───── Records to use

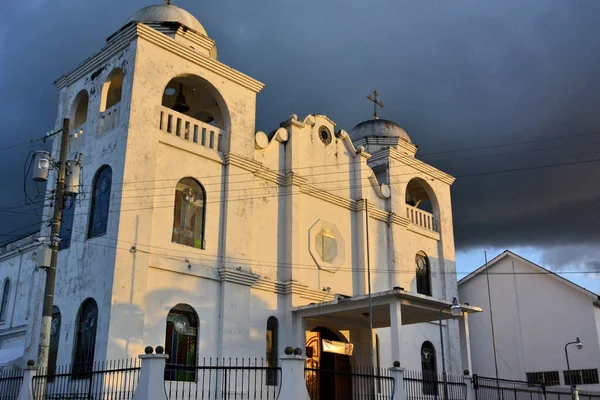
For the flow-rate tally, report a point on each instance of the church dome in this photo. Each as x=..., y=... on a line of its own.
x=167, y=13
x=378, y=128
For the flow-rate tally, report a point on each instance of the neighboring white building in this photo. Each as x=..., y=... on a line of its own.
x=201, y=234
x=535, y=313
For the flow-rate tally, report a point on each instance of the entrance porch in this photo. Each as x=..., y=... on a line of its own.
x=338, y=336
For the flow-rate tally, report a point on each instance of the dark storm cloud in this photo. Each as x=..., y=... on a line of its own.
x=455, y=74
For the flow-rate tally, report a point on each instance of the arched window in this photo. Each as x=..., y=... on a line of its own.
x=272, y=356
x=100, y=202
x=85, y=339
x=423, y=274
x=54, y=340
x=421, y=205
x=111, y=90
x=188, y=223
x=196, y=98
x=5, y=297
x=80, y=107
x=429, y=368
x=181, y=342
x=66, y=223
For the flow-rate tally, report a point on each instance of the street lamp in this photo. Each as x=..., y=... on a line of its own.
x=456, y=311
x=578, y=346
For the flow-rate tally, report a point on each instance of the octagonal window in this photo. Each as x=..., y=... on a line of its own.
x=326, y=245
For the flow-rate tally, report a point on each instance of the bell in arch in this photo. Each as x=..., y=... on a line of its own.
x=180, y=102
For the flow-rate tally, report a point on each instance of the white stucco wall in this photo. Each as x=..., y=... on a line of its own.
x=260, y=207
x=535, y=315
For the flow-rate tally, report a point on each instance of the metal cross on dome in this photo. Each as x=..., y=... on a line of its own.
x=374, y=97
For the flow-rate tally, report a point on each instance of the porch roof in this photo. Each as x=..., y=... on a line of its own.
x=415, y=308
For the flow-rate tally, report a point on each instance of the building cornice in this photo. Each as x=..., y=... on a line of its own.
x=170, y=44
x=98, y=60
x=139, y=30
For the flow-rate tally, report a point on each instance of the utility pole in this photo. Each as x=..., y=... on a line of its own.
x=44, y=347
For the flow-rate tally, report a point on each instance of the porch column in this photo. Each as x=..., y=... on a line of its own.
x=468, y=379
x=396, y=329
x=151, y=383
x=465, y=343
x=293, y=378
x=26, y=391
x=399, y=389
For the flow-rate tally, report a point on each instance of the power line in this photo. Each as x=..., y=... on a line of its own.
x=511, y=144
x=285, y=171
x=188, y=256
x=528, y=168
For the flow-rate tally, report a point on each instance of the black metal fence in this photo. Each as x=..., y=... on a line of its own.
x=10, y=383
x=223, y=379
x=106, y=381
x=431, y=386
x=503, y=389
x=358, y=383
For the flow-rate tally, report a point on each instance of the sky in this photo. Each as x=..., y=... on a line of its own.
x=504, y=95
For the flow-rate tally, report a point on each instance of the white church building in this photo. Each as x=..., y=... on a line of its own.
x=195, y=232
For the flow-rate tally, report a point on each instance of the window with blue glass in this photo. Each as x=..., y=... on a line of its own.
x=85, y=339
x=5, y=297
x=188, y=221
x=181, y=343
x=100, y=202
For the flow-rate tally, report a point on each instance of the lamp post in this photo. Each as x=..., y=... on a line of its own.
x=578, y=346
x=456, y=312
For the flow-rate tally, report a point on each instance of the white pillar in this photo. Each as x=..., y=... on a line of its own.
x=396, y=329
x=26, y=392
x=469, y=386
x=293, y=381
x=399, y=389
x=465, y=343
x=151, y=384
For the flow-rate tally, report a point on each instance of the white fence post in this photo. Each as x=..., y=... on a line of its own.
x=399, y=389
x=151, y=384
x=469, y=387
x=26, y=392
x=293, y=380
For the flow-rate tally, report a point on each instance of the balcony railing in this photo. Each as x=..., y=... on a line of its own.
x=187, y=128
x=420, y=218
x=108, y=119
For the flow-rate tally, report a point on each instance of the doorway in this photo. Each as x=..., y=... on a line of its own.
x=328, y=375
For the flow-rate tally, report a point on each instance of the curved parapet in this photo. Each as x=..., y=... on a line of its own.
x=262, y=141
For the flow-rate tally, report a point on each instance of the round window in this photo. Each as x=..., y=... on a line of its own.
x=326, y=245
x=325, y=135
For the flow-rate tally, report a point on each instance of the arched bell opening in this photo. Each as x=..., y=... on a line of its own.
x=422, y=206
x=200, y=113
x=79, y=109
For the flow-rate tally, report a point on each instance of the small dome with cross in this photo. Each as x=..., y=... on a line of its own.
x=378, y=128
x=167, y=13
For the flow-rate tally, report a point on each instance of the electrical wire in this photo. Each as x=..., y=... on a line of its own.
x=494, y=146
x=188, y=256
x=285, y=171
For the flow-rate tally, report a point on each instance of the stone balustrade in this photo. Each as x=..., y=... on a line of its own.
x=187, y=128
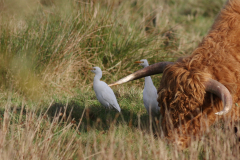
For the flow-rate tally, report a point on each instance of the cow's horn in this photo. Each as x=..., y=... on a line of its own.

──────────

## Task instructions
Leaving out the pictures, repeat all the entries exactly as they stand.

## Answer to the exercise
For the flow-rate tally, report a point on each instance of the church dome in this photo. Each as x=..., y=... on a line of its own.
x=167, y=13
x=378, y=128
For the flow-rate tally, report a point on each instance of the neighboring white building in this photo. Each as x=..., y=... on a line of its own.
x=201, y=234
x=535, y=313
For the flow-rate tally, report a point on each instance of the entrance porch in this photo. Each as x=..., y=... on a line of its own.
x=338, y=336
For the flow-rate tally, report a point on each instance of the dark storm cloud in this photo. Each as x=..., y=... on a line of its own.
x=455, y=74
For the flow-rate tally, report a point on each instance of the arched window in this photo. Each as x=..., y=... on a line of its own.
x=272, y=356
x=100, y=202
x=85, y=339
x=423, y=274
x=54, y=340
x=421, y=205
x=111, y=90
x=188, y=223
x=196, y=98
x=5, y=297
x=80, y=107
x=429, y=368
x=181, y=342
x=66, y=223
For the flow-rate tally, report a point on each instance of the street lamp in this photo. Each as x=..., y=... on a line of its own.
x=456, y=311
x=578, y=346
For the flow-rate tally, report a point on each instance of the octagonal window in this photo. Each as x=..., y=... on a line of its own.
x=326, y=245
For the flow-rate tally, report a point on each instance of the bell in arch in this photo. Each as x=..., y=... on a line of its own.
x=180, y=102
For the flow-rate tally, report a point on each instance of the white stucco wall in this photo. Each as x=..., y=... on a line of its own.
x=260, y=207
x=535, y=315
For the flow-rate tally, report a point on each instance of the metal cross on dome in this photo. Each as x=..., y=... on a line of its own.
x=374, y=97
For the flow-rate tally, report a point on each instance of the porch roof in this photo. Each as x=..., y=... on a line of its own.
x=415, y=308
For the flow-rate tally, report a point on each instance of the building cornice in this photo. Each as x=..., y=... on a line of its own.
x=170, y=44
x=98, y=60
x=139, y=30
For the flow-rate tally, report a point on each instance of the utility pole in this photo. Each as x=..., y=... on a line of its own.
x=44, y=347
For the flow-rate tally, report a point on each instance of the porch column in this photo. Each as x=..., y=... on a line of its own.
x=468, y=379
x=396, y=329
x=151, y=383
x=465, y=343
x=293, y=378
x=26, y=391
x=399, y=389
For the flow-rate tally, report a point on each instance of the power line in this photo. Each as x=..., y=... on a line of its own.
x=511, y=144
x=285, y=171
x=188, y=256
x=528, y=168
For the flow-rate tally, report a point on each instance of the black metal fence in this photo. Each as x=..., y=... on a line of its own.
x=10, y=383
x=223, y=379
x=106, y=381
x=431, y=386
x=503, y=389
x=358, y=383
For the flow-rate tally, report a point on each instance of the sky in this photo. Each as x=..., y=... on a line of its own.
x=504, y=95
For the flow-rate tally, report a point on each instance of the white church building in this photo. Each as x=..., y=... on a line of its own.
x=195, y=232
For the flow-rate tally, report a point on each instance of the window with blue glass in this photo. Each as x=..., y=... on a line of its own.
x=85, y=339
x=5, y=297
x=188, y=221
x=181, y=343
x=100, y=202
For the flow-rate tally, report a point on each instance of the lamp post in this photo. Each as x=..., y=... on a line of its own.
x=578, y=346
x=456, y=312
For the flow-rate tally, report a point on each instance of the white pillar in this photo. Each as x=..., y=... on a line of its own.
x=396, y=329
x=26, y=392
x=469, y=386
x=293, y=381
x=399, y=389
x=465, y=343
x=151, y=384
For the flow-rate tally, report a point on each instance of the white fence post in this photo. Each as x=..., y=... on a line of its own.
x=399, y=389
x=151, y=384
x=469, y=387
x=26, y=392
x=293, y=380
For the flow-rate tally, report a point on each instance of the balcony railing in this photo. Each as x=..., y=... on a line of its own.
x=187, y=128
x=420, y=218
x=108, y=119
For the flow-rate tally, report a point on each instance of the doorway in this photo. Each as x=..., y=... on a line of its own.
x=328, y=375
For the flow-rate tally, report a point on each instance of the curved parapet in this photo. Each as x=..., y=... on a line of its own.
x=262, y=141
For the flow-rate tally, report a point on each instance of the round window in this photo. Each as x=..., y=... on a line of its own.
x=326, y=245
x=325, y=135
For the flow-rate tally, report a point on each instance of the arched bell opening in this photo. Each as x=..., y=... on a line of its own.
x=422, y=206
x=200, y=113
x=79, y=109
For the flow-rate tally, report a point on each instance of the small dome with cross in this photo. Each as x=..., y=... on a line of its own.
x=378, y=128
x=167, y=13
For the flow-rate tally, report a point on each instance of the electrical wire in this photo. Each as x=..., y=... on a line of its own.
x=494, y=146
x=188, y=256
x=285, y=171
For the flow-rate tally, report a point on each instance of the stone balustrade in this photo. Each as x=..., y=... on a line of its own.
x=187, y=128
For the flow-rate tally, report a point on each instance of the cow's horn in this photo. Each as x=..., y=... on a line of its own.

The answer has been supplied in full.